### What is expected
Rewrite the listing below with every occurrence of "the even-odd rule" replaced by "the nonzero winding rule" and all other text unchanged. Omit the pictures from your version.

[Boundary annotation listing]
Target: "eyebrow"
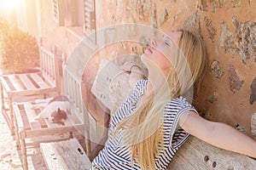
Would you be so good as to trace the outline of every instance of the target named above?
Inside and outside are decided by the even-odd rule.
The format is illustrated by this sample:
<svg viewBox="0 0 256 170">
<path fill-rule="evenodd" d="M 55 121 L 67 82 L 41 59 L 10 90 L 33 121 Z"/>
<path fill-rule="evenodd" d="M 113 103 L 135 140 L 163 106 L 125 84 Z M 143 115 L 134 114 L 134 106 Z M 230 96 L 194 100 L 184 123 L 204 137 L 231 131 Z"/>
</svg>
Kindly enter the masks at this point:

### Solution to this task
Target: "eyebrow"
Would you be so good as to trace the outline of every instance of the target named above?
Inside and outside are decided by the nonzero winding rule.
The format is illustrated by this sample:
<svg viewBox="0 0 256 170">
<path fill-rule="evenodd" d="M 55 121 L 67 82 L 41 59 L 10 90 L 33 121 Z"/>
<path fill-rule="evenodd" d="M 113 103 L 135 140 L 163 106 L 125 84 Z M 143 115 L 134 114 L 134 106 Z M 230 96 L 194 100 L 184 123 L 204 137 L 231 131 Z"/>
</svg>
Kindly enter the masks at this point:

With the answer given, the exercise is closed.